(Beginning of SELECTED EXCERPT)

Meaning of NaN for se_mean, n_eff and Rhat in Stan output

Hi,

Recently I tried to extract the output of my Stan program using ‘summary()’ function in R but I found that for some quantity (prob_d, which is the probability of success in Bernoulli trial) in ‘Generated Quantities’ the se_mean, nn_eff and Rhat are all NaN while the mean is still number.

Then I checked the matrix of all simulated draws and found that the maximum of draws for prob_d is 1.0000000 and the minimum is 1.898636e-17. Also the program ran without error but had the following warning message(4 chains with 5000 iterations for each chain):

Warning messages:
1: In validityMethod(object) :
  The following variables have undefined values:  prob_d. Many subsequent functions will not work correctly.
2: There were 6381 divergent transitions after warmup. Increasing adapt_delta above 0.8 may help. See
http://mc-stan.org/misc/warnings.html#divergent-transitions-after-warmup 
3: There were 2 chains where the estimated Bayesian Fraction of Missing Information was low. See
http://mc-stan.org/misc/warnings.html#bfmi-low 
4: Examine the pairs() plot to diagnose sampling problems
 
5: The largest R-hat is NA, indicating chains have not mixed.

(End of SELECTED EXCERPT)

PROBLEM SET:
[a] From the forum post about NaN values in Stan output, return the passage from "2: There were" up to and including "have not mixed.".
[b] According to the forum post about NaN values in Stan output, how many divergent transitions occurred after warmup?
[c] Extend the forum post about NaN values in Stan output, picking up after its last line.

(Beginning of DATASET EXCERPTS)

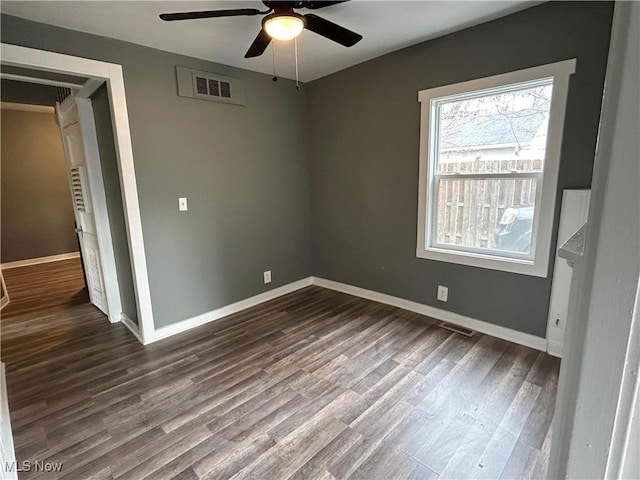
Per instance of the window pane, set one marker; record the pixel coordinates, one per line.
(499, 132)
(496, 215)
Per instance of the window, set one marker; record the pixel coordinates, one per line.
(489, 158)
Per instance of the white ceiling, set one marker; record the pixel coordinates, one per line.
(385, 25)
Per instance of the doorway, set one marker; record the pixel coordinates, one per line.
(40, 254)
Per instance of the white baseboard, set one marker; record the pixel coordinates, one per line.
(8, 464)
(39, 260)
(133, 328)
(184, 325)
(504, 333)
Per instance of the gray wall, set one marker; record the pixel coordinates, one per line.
(243, 169)
(23, 92)
(37, 213)
(113, 194)
(364, 157)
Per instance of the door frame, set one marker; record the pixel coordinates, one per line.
(84, 117)
(98, 72)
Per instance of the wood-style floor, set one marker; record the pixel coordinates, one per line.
(37, 287)
(313, 385)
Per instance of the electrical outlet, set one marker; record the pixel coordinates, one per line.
(443, 293)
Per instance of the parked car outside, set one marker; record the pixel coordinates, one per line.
(513, 232)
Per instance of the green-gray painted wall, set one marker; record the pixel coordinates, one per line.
(244, 170)
(37, 210)
(332, 170)
(22, 92)
(364, 157)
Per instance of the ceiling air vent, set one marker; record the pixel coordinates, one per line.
(209, 86)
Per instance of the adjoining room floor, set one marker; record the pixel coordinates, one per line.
(37, 287)
(315, 384)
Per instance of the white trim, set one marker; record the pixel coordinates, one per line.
(504, 333)
(625, 443)
(27, 107)
(112, 74)
(555, 348)
(99, 204)
(39, 81)
(188, 324)
(546, 197)
(38, 260)
(133, 328)
(7, 452)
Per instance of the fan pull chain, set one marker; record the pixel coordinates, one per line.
(273, 55)
(295, 48)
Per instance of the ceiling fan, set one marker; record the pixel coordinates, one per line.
(281, 23)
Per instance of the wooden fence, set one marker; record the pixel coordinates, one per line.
(469, 210)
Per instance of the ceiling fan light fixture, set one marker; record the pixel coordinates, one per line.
(283, 26)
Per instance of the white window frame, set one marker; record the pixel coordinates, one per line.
(537, 263)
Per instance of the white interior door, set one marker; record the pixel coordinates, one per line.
(85, 220)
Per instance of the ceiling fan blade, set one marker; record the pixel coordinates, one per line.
(259, 45)
(314, 5)
(169, 17)
(331, 30)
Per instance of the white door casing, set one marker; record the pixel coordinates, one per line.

(End of DATASET EXCERPTS)

YOUR RESPONSES:
[a]
2: There were 6381 divergent transitions after warmup. Increasing adapt_delta above 0.8 may help. See
http://mc-stan.org/misc/warnings.html#divergent-transitions-after-warmup 
3: There were 2 chains where the estimated Bayesian Fraction of Missing Information was low. See
http://mc-stan.org/misc/warnings.html#bfmi-low 
4: Examine the pairs() plot to diagnose sampling problems
 
5: The largest R-hat is NA, indicating chains have not mixed.

[b] 6381

[c]
Running the chains for more iterations may help. See
http://mc-stan.org/misc/warnings.html#r-hat 
6: Bulk Effective Samples Size (ESS) is too low, indicating posterior means and medians may be unreliable.
Running the chains for more iterations may help. See
http://mc-stan.org/misc/warnings.html#bulk-ess 
7: Tail Effective Samples Size (ESS) is too low, indicating posterior variances and tail quantiles may be unreliable.
Running the chains for more iterations may help. See
http://mc-stan.org/misc/warnings.html#tail-ess 

I am wondering why this happened and does this relates to the arithmetic precision in Stan?

Thx!

se_mean depends on eff depends on Rhat, so if Rhat is NaN then the rest can blow up too.

You can get a NaN Rhat and a finite mean if the parameter/transformed parameter/generated quantity stays constant during the whole sampling process (zero variance).

The following variables have undefined values: prob_d.

That error message makes me think that some values of prob_d have not been assigned. In that case Stan by default assigns NaN. So something like this would produce a lot of NaNs:

generated quantities {
  real prob_d;
}

However in that case I would expect the mean to also be NaN.

That is surprising. Maybe it is 1 or zero in each chain? Either way, there’s definitely something not quite right with this model given this behavior (and the very large number of divergences), so I wouldn’t read too much into the NaN Rhats – just make some parameter plots and start debugging.

Edit: to be clear, I wouldn’t read too much into the NaN Rhats beyond the fact that the chains are not mixing* – it is meaningful than the calculation blew up just you’ll probably need to look at other things to really figure out what the problem is

I also add that future versions should not warn about NAs although you may still see them in the diagnostic summaries.